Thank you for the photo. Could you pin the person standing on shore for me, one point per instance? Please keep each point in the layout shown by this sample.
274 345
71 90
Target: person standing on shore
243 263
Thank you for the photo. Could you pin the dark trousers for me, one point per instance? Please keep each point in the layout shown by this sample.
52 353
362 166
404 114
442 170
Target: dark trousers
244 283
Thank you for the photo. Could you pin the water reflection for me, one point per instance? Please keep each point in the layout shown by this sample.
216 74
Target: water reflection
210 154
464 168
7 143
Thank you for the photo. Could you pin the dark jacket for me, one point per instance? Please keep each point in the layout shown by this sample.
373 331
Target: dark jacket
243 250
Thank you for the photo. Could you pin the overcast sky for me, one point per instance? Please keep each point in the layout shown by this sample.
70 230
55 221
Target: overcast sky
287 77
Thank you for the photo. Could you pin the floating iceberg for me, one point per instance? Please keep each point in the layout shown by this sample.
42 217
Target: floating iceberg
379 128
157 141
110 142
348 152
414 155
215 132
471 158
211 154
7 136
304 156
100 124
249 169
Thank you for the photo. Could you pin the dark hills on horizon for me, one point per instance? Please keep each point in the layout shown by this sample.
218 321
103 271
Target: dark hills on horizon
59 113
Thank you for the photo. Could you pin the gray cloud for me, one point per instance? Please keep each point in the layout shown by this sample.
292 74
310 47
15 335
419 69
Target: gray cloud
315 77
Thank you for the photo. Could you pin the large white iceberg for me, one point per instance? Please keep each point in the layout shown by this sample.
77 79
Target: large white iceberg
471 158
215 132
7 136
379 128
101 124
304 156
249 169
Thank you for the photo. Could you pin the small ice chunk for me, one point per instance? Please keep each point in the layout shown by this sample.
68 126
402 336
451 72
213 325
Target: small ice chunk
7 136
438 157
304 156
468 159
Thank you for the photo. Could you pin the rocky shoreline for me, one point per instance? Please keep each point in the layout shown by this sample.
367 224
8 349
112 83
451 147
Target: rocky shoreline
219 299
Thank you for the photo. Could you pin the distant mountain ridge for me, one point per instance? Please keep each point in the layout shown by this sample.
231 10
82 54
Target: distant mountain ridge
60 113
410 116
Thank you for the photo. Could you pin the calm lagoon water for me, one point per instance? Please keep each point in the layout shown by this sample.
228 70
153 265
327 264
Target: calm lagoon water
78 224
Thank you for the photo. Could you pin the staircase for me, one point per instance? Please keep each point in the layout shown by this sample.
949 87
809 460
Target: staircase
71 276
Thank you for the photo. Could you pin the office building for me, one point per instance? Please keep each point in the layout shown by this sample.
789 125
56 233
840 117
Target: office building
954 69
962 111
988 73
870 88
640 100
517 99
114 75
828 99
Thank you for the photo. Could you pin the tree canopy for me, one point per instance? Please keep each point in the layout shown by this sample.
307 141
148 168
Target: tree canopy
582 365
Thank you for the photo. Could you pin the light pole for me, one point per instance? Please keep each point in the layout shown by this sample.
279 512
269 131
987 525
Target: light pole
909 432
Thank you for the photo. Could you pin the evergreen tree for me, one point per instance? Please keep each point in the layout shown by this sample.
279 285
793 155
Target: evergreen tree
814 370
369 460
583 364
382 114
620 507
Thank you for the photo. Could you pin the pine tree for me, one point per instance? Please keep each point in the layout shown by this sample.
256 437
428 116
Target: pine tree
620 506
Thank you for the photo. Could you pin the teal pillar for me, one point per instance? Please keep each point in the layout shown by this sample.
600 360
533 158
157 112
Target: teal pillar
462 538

□ □ □ □ □ □ □

_JOB_.
Repeat all of the records above exactly as they appear.

_CORRECT ANSWER_.
Thank you for the photo. Could you pin the person standing on shore for me, one point per instance? Please keep each point in the layout shown by this sample.
274 345
71 90
Target: person standing on shore
243 263
Thank you for the photo. Could you pin the dark trousers for me, one point per instance? Please keep each point in the layout shown by this sample.
52 353
362 166
404 114
442 170
Target: dark trousers
244 283
Thank you for the photo. Could you pin the water reflection for me, one point per instance? Please keep each point in the layout shown by this sample.
216 74
Target: water reflection
210 154
464 168
7 143
Thank you for the photo. Could you pin the dark jacket for me, one point per instance? Please keep each point in the layout shown by this sample.
373 331
Target: dark jacket
243 250
Thank you for the photo. Could you pin the overcast sky for me, one point per instance? Please keep each point in the layout shown by this sample.
70 230
55 221
Target: overcast sky
287 77
Thank you for the photo. Could you pin the floating iceberg for me, one point per instance? Please keep each point in the layout shown by this sample.
42 217
Target: floating iceberg
379 128
157 141
110 142
348 152
414 155
215 132
471 158
211 154
7 136
304 156
100 124
249 169
Thank you for the photo. Could you pin the dark hills on horizon for me, one point per instance? Please keep each point in the layout shown by this sample.
218 321
103 271
Target: dark hills on horizon
59 113
Thank you for the photo. Could you pin the gray cloud for me, one point per instance? Please keep each point in the layout shown by this sample.
292 74
310 47
15 335
419 69
Target: gray cloud
315 77
Thank you for the photo. Could you pin the large white iceberg for me, one point per instance? Please keep each point in the layout shown by this sample.
77 79
Target: large white iceberg
471 158
215 132
7 136
379 128
101 124
304 156
249 169
Thank you for the photo. Could you pin the small ice chunk for me, one point per instance? Please keep each point in the layout shown by this sample.
68 126
402 336
451 72
213 325
Target: small ice chunk
7 136
438 157
304 156
468 159
Thank you for the photo. Could you pin the rocky shoreline for me, one point per instance? Please keep each point in the layout shown by this sample.
367 224
8 349
112 83
451 147
Target: rocky shoreline
219 299
Thank you for the photo. Could you pin the distant mountain ridge for me, one point per instance? Please keep each point in the layout shown by this sample.
231 10
82 54
Target: distant mountain ridge
60 113
410 116
Thank you for the photo. Could you pin the calm lagoon water for me, one point per instance? Please keep each point in the layout shown by this sample.
228 70
153 265
327 264
Target: calm lagoon water
78 224
Thank you for the photo. Could you pin the staircase for me, one point per instance? Please keep each point in the layout shown by this sample.
949 87
809 460
Target: staircase
71 276
Thank you for the photo. Could you pin the office building for me, one point per instance? Please keep each point in the layout shown by this sample.
789 125
56 233
840 117
Target: office building
954 69
962 111
988 73
870 88
640 100
517 99
114 75
828 99
Thank you for the photo. Could you pin the tree canopy for me, one point per instance? Please keep each point in the layout shown by this sample.
307 141
148 168
Target: tree canopy
582 365
Thank you for the photo. Could you pin the light pole for me, one point per instance? Please keep each point in the layout shown by this sample.
279 512
269 131
987 525
Target: light pole
909 432
Thank you for the photo. Could you pin the evergreen tree for me, one point per instance? Please keep each point in the layout shown by this sample.
279 285
793 155
Target: evergreen tree
814 370
369 460
583 364
382 114
620 507
Thank you for the photo. Could you pin the pine tree for me, one point per instance? Please keep each point in the layout shown by this sample.
256 437
428 116
Target: pine tree
620 506
Thank you for the photo. Could you pin the teal pillar for me, one point per instance? Please keep each point in the layout shown by this sample.
600 360
533 158
157 112
Target: teal pillar
462 538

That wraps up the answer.